No, I just wanted to ask an ACTUAL PERSON for something more reliable.

Guess I might be right and it IS a clone.


----------



## Judge Spear (Nov 19, 2013)

But it's a superior clone! \:3/


----------



## Runefox (Nov 19, 2013)

TransformerRobot said:


> No, I just wanted to ask an ACTUAL PERSON for something more reliable.


I don't really know that me telling you is better than looking it up. I mean, I could tell you it was released in 1998. But I kind of hate Razer anyway.



> Guess I might be right and it IS a clone.


I'm not sure if it's a clone really. It's kind of inevitable that a tablet would be married with a controller like that, and the WiiU controller is just that; It can't function stand alone. As time goes on, iPads will be getting controller accessories like that as well now that Apple's enabled controller support with iOS7.


----------



## TransformerRobot (Nov 19, 2013)

Runefox said:


> I don't really know that me telling you is better than looking it up. I mean, I could tell you it was released in 1998. But I kind of hate Razer anyway.
> 
> I'm not sure if it's a clone really. It's kind of inevitable that a tablet would be married with a controller like that, and the WiiU controller is just that; It can't function stand alone. As time goes on, iPads will be getting controller accessories like that as well now that Apple's enabled controller support with iOS7.



Maybe Nintendo can use that to their advantage. After all, they said they're planning cross-platform play, and that might include iOS devices like iPads.



XoPachi said:


> But it's a superior clone! \:3/



You mean like you're _superior_ to everyone else?

BTW, there's Nintendo bias in what you just said.


----------



## Judge Spear (Nov 19, 2013)

How? I said the edge is superior to the Wii U pad...
Thanks for the compliment btw! :3


----------



## TransformerRobot (Nov 19, 2013)

XoPachi said:


> How? I said the edge is superior to the Wii U pad...
> Thanks for the compliment btw! :3



Didn't you catch the sarcasm?

Anyway, I'm calling you biased because you praised a CLONE of something that came months earlier.


----------



## Judge Spear (Nov 19, 2013)

I can catch sarcasm. You can't catch "killing with kindness".

And the Edge (even made by Razer) is technically superior to the Wii U gamepad not that I expect a controller to really BE that amazing. I mean...the Edge is like a frigging laptop. Though I suppose it's apple and oranges considering what both tasks are. Though the edge is VASTLY more comfortable even with it's weight.


----------



## Stratelier (Nov 19, 2013)

So the PS4 is out at $400 and this Friday the XBox One arrives at $500.

Meanwhile, the Wii U is at $300 and the new Mario game is arriving also on Friday.  (The new Zelda game is arriving too, but that's the 3DS.)

That makes Nintendo the cheapest console option.  What do you think that is worth?

######

PROBLEMS TO WORK ON:
1. In the forum thread about the Wii U gamepad and the Razer Edge, what price does Stratelier give for the Wii U?
2. List every username that heads a post, with a date, in the forum thread about the Wii U gamepad and the Razer Edge.
3. Continue the forum thread about the Wii U gamepad and the Razer Edge from where it stops.

######

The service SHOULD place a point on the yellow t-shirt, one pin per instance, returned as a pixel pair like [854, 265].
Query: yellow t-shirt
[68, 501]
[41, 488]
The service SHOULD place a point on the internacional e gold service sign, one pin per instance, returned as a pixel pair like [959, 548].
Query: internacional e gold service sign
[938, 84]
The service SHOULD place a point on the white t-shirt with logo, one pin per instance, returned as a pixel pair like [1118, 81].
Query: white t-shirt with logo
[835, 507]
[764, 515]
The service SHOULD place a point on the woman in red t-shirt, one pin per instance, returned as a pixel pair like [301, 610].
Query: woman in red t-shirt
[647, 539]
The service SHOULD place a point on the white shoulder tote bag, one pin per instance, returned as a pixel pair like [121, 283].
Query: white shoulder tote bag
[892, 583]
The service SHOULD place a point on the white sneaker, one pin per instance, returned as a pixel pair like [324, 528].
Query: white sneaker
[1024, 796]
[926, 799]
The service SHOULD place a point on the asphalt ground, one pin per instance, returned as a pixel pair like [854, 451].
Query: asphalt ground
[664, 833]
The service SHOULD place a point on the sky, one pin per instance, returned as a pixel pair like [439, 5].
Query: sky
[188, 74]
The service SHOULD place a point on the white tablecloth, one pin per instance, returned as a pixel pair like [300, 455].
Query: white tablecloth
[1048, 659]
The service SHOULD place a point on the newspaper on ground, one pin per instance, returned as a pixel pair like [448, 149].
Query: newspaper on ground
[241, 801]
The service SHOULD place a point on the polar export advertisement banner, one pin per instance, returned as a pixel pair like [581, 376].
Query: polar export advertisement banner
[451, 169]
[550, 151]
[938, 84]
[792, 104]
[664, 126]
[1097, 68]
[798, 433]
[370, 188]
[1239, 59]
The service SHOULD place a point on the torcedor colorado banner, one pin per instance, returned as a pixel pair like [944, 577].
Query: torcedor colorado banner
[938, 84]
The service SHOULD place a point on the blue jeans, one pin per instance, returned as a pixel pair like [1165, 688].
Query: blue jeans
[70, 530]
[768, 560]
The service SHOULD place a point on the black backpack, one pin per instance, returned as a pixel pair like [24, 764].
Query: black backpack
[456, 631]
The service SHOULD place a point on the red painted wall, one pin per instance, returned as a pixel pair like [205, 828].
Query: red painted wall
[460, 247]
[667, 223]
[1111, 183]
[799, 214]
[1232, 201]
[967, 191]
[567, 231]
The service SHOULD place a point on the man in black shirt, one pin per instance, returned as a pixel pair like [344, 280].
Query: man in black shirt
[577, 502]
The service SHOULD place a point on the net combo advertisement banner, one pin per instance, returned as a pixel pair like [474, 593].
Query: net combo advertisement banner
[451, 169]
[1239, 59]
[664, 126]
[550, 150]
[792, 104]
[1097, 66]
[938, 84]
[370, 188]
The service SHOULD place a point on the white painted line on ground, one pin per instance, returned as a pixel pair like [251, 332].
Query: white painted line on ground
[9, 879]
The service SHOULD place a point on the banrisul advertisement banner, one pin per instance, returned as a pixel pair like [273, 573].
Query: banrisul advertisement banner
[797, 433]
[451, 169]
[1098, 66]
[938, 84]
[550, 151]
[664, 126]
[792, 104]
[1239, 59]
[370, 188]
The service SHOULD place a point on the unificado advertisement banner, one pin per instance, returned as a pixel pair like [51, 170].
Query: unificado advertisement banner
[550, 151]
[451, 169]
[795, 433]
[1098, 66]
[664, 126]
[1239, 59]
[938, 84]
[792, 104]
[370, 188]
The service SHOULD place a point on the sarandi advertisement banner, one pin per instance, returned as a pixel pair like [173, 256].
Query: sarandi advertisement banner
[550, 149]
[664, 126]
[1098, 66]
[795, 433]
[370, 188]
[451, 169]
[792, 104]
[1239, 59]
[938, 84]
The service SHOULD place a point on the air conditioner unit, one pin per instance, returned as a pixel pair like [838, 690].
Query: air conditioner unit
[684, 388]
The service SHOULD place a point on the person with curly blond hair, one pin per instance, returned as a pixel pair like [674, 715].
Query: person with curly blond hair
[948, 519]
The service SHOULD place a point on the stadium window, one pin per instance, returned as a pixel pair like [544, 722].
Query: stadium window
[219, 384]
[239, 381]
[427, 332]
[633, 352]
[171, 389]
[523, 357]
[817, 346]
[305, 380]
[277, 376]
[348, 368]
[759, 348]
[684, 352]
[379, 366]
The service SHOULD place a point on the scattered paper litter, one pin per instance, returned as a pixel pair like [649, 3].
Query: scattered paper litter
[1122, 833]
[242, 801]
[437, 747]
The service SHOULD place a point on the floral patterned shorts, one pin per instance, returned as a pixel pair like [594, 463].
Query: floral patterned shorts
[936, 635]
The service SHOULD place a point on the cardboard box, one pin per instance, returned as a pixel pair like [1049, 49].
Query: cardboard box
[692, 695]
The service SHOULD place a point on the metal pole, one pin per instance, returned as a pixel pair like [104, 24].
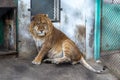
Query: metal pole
[97, 29]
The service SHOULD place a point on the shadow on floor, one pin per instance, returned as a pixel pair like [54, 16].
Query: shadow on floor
[12, 68]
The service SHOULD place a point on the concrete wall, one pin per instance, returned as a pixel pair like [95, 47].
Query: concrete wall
[77, 21]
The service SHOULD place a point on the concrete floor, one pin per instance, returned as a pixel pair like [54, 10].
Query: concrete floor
[20, 69]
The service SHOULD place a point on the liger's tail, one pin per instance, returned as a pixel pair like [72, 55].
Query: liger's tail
[83, 61]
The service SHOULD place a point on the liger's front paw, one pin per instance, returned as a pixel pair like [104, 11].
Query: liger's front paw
[36, 62]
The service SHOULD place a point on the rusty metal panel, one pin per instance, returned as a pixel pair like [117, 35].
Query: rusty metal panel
[7, 3]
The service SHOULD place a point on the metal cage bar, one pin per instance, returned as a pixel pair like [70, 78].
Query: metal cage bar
[97, 29]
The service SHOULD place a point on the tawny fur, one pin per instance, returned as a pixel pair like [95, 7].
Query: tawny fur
[54, 43]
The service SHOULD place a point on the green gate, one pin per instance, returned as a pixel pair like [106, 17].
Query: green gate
[110, 28]
[1, 33]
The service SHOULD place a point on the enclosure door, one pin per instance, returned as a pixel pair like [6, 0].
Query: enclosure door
[1, 33]
[110, 33]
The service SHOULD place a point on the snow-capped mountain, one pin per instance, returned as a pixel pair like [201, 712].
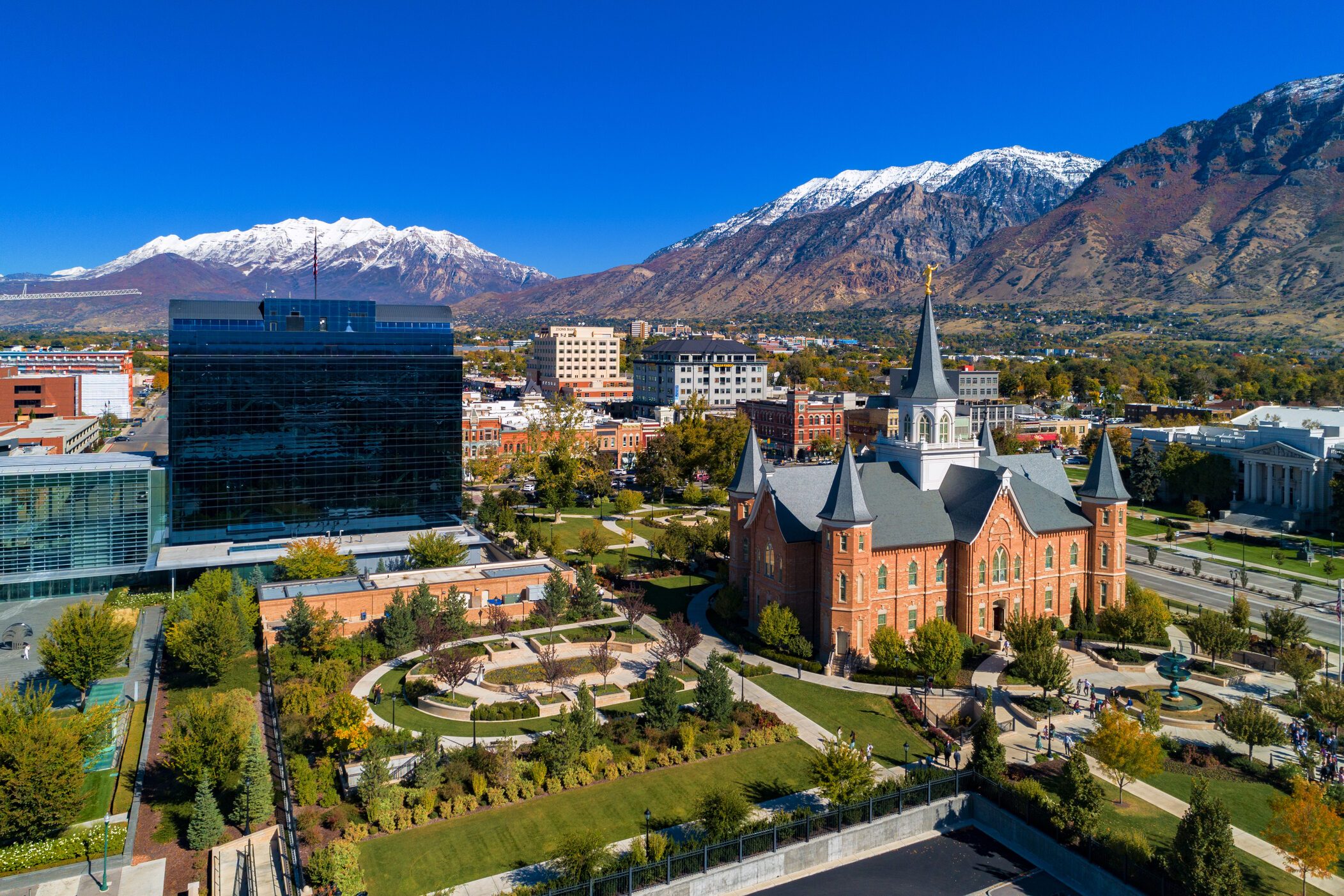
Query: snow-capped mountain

######

ANSWERS TO THE EXERCISES:
1. $300

2. Judge Spear, Runefox, TransformerRobot, Stratelier

3.
----------



## TransformerRobot (Nov 19, 2013)

Stratadrake said:


> So the PS4 is out at $400 and this Friday the XBox One arrives at $500.
> 
> Meanwhile, the Wii U is at $300 and the new Mario game is arriving also on Friday.  (The new Zelda game is arriving too, but that's the 3DS.)
> 
> That makes Nintendo the cheapest console option.  What do you think that is worth?



I would say it's worth a lot, even if you don't have any kids of your own to play Mario with.


----------



## Judge Spear (Nov 19, 2013)

Stratadrake said:


> So the PS4 is out at $400 and this Friday the XBox One arrives at $500.
> 
> Meanwhile, the Wii U is at $300 and the new Mario game is arriving also on Friday.  (The new Zelda game is arriving too, but that's the 3DS.)
> 
> That makes Nintendo the cheapest console option.  What do you think that is worth?



Not as much as a good PC! :3


----------



## Imperial Impact (Nov 19, 2013)

Stratadrake said:


> So the PS4 is out at $400 and this Friday the XBox One arrives at $500.
> 
> Meanwhile, the Wii U is at $300 and the new Mario game is arriving also on Friday.  (The new Zelda game is arriving too, but that's the 3DS.)
> 
> That makes Nintendo the cheapest console option.  What do you think that is worth?



Nope.

Wii U's hot titles are mid next year, If not later.


----------



## TransformerRobot (Nov 19, 2013)

Imperial Impact said:


> Nope.
> 
> Wii U's hot titles are mid next year, If not later.



Ahem...


----------



## Runefox (Nov 19, 2013)

TransformerRobot said:


> Ahem...


In a world where one game can change the fate of a console...


----------



## PastryOfApathy (Nov 19, 2013)

TransformerRobot said:


> Ahem...



Now that game makes me want to buy a Wii U...later when it eventually dips in price again due to low sales and the game is $20.


----------



## Judge Spear (Nov 19, 2013)

One game. 
<-me laughing.


----------



## Imperial Impact (Nov 19, 2013)

TransformerRobot said:


> Ahem...


Who's Amrio?


----------



## Judge Spear (Nov 19, 2013)

PastryOfApathy said:


> Now that game makes me want to buy a Wii U...later when it eventually dips in price again due to low sales and the game is $20.



Where do you come from? You just chime in at the best moments here. lol


----------



## Runefox (Nov 19, 2013)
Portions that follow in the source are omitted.